Texto >>

────────

SOBRE UMA MÃE, ANTES DO DIA DAS MÃES

 Por Aline Midlej (*)

Na mesma noite em que a morte cerebral foi confirmada, ela disse sim aos médicos. Em poucas horas, ele vivia novamente. O coração já leva emoção a outro corpo jovem, assim como o fígado e os rins. As córneas foram os únicos órgãos sem confirmação de destino, naquela mesma noite em que sentiu a maior dor da sua vida. Talvez a maior possível.

Uma semana antes, havia resistido em levá-lo a uma festinha da escola onde trabalha, pois o dedo ainda estava enfaixado por conta de um acidente. Foi sozinha prestigiar outras mães e amigos da comunidade.

Chegando lá, se arrependeu. A alegria das crianças a comoveu e Kaio Guilherme foi encontrá-la. Ele brincava quando simplesmente uma bala atravessou sua nuca. Ela só teve tempo de ouvir o grito do filho, que morreu oito dias depois no hospital.

Mais uma vítima de bala perdida? Nunca é perdida, leitores. Os tiros de confrontos em bairros conflagrados do Rio de Janeiro costumam alcançar os mesmos corpos pretos e inocentes.

────────

Tarefa A >> No texto sobre Kaio Guilherme, quais órgãos ficaram sem confirmação de destino naquela noite?
Tarefa B >> Continue o texto sobre Kaio Guilherme a partir da última frase apresentada.

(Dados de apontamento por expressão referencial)
────────

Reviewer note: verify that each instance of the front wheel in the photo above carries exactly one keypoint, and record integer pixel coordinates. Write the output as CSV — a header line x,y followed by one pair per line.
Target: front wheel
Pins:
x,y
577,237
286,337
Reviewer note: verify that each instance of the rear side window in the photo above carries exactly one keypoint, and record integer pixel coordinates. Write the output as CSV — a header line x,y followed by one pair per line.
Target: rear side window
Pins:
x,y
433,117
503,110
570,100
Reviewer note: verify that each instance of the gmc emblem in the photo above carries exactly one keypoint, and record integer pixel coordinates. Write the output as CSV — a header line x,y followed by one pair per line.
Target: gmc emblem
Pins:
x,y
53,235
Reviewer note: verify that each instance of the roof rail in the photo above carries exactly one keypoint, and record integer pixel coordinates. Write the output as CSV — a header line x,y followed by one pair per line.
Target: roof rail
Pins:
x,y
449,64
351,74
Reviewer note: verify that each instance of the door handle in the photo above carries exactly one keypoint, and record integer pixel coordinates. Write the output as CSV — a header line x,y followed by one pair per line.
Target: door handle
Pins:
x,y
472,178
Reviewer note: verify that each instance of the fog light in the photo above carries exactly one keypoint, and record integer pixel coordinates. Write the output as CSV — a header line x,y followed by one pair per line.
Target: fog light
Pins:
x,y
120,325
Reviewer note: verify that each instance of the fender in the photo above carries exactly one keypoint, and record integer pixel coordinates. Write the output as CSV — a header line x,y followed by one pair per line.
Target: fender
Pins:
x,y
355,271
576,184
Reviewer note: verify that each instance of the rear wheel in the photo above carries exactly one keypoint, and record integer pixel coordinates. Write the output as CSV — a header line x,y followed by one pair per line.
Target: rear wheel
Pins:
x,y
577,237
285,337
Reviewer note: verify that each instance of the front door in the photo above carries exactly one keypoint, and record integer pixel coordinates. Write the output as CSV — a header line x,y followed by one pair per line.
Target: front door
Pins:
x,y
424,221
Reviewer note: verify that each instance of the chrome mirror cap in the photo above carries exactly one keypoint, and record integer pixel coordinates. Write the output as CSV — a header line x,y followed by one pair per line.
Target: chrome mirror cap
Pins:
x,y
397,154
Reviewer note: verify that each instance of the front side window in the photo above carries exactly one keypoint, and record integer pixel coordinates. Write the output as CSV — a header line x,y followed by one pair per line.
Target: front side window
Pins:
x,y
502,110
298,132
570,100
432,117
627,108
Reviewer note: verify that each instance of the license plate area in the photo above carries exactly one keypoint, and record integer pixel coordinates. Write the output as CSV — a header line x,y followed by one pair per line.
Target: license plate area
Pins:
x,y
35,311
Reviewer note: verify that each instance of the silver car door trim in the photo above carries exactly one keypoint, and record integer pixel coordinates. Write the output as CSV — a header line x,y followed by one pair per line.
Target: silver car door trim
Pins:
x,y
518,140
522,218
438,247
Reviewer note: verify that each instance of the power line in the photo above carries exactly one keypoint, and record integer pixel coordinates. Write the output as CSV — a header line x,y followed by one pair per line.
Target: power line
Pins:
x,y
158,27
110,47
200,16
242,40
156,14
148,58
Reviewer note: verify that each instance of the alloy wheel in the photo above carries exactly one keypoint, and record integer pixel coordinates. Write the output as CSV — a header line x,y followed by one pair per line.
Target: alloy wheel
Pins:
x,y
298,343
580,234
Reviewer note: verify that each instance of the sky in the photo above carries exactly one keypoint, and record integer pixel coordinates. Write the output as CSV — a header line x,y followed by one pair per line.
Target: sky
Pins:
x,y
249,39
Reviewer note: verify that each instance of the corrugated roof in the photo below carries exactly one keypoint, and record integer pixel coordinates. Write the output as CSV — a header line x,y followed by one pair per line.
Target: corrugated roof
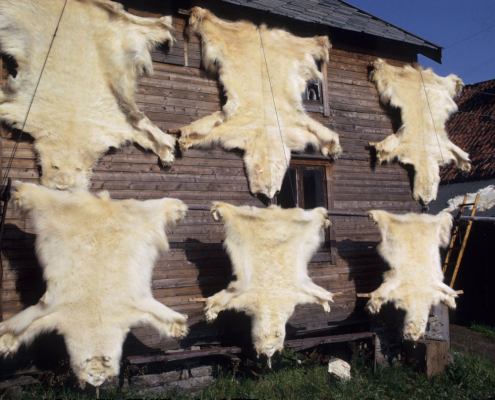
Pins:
x,y
338,14
473,130
446,192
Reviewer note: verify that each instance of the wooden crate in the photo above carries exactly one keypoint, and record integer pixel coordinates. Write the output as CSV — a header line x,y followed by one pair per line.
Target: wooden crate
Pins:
x,y
429,355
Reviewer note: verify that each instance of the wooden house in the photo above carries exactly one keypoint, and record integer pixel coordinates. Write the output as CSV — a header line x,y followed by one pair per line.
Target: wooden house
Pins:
x,y
180,92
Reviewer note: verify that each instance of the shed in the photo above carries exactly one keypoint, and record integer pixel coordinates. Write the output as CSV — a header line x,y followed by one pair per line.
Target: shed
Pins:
x,y
180,92
473,128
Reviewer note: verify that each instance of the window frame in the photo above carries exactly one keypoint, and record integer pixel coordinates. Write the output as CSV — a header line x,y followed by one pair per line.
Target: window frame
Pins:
x,y
320,106
301,163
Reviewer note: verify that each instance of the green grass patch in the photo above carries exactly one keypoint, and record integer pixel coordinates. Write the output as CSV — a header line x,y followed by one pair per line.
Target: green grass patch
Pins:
x,y
468,377
487,330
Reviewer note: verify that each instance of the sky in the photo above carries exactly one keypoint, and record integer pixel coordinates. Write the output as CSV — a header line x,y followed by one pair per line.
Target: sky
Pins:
x,y
446,22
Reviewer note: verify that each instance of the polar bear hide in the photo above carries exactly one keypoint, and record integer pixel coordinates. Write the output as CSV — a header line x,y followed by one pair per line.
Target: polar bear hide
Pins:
x,y
485,202
410,245
422,140
84,103
97,256
270,250
260,96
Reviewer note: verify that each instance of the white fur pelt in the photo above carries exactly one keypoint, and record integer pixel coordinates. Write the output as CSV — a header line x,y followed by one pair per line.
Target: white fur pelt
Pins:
x,y
97,256
85,100
410,245
249,120
421,141
270,250
485,202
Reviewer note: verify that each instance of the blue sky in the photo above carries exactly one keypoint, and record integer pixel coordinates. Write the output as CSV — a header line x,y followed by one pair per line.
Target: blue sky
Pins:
x,y
445,22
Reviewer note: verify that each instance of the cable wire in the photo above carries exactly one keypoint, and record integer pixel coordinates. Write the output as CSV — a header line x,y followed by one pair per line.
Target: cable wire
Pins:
x,y
278,121
11,159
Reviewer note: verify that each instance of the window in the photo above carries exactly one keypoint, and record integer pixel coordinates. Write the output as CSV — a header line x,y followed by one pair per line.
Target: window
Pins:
x,y
315,96
312,92
307,188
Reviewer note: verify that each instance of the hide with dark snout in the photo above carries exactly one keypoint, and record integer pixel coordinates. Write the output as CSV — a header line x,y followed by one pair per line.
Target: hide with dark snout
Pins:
x,y
410,245
270,250
84,103
97,256
261,95
426,102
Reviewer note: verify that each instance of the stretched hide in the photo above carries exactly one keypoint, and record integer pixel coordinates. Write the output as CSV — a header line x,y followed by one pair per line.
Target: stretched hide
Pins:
x,y
485,202
97,256
249,119
85,100
422,140
410,245
270,250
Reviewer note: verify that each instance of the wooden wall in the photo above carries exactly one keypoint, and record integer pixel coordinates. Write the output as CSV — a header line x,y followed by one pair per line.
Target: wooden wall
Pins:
x,y
196,265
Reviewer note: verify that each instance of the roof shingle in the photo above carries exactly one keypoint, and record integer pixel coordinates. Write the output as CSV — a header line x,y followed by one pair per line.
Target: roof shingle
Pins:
x,y
473,130
338,14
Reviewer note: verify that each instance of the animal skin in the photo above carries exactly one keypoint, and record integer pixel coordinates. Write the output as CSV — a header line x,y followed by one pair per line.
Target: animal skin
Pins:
x,y
422,140
270,250
249,120
85,100
410,245
97,256
485,202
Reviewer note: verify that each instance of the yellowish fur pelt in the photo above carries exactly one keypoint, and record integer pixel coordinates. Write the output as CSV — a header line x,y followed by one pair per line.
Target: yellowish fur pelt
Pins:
x,y
422,140
249,119
270,250
85,100
97,256
410,245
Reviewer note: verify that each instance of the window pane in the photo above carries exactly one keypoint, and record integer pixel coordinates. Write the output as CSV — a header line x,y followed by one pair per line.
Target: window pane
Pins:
x,y
313,188
312,91
285,199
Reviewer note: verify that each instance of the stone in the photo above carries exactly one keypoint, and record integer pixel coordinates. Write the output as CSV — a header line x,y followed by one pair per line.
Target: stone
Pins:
x,y
114,384
13,392
340,369
20,381
204,370
147,381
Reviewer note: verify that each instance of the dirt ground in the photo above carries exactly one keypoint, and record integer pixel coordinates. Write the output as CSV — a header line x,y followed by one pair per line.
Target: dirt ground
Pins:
x,y
465,339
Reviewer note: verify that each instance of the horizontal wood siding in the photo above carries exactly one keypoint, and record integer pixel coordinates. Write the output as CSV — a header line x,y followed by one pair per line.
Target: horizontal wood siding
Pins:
x,y
197,265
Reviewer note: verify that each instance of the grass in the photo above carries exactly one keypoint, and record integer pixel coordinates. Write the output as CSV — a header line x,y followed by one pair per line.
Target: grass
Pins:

────────

Resposta A >> As córneas.

Resposta B >>
Enquanto contamos a superação de mais uma marca trágica da Pandemia - 400 mil mortos - quero contar de uma outra estatística: 100 crianças baleadas na região Metropolitana do Rio de Janeiro, nos últimos cinco anos. Kaio foi o número 100.

As ruas da Vila Aliança, onde Thais Silva ouviu a voz do filho pela última vez, compõem o bairro da capital fluminense em que mais crianças são atingidas por armas de fogo. Os dados são da plataforma Fogo Cruzado.

Conheci melhor essa mãe durante a cobertura na GloboNews, na última terça-feira, quando Kaio foi enterrado. Aquele também foi o dia seguinte a uma noite em que outras nove pessoas morreram, em menos de 12 horas, durante trocas de tiros entre PMs e traficantes, em diferentes pontos do Rio.

Além de criminosos, trabalhadores morreram saindo e voltando do serviço, e a vacinação contra a Covid chegou a ser interrompida em três postos de saúde que precisaram fechar às pressas, nessas regiões.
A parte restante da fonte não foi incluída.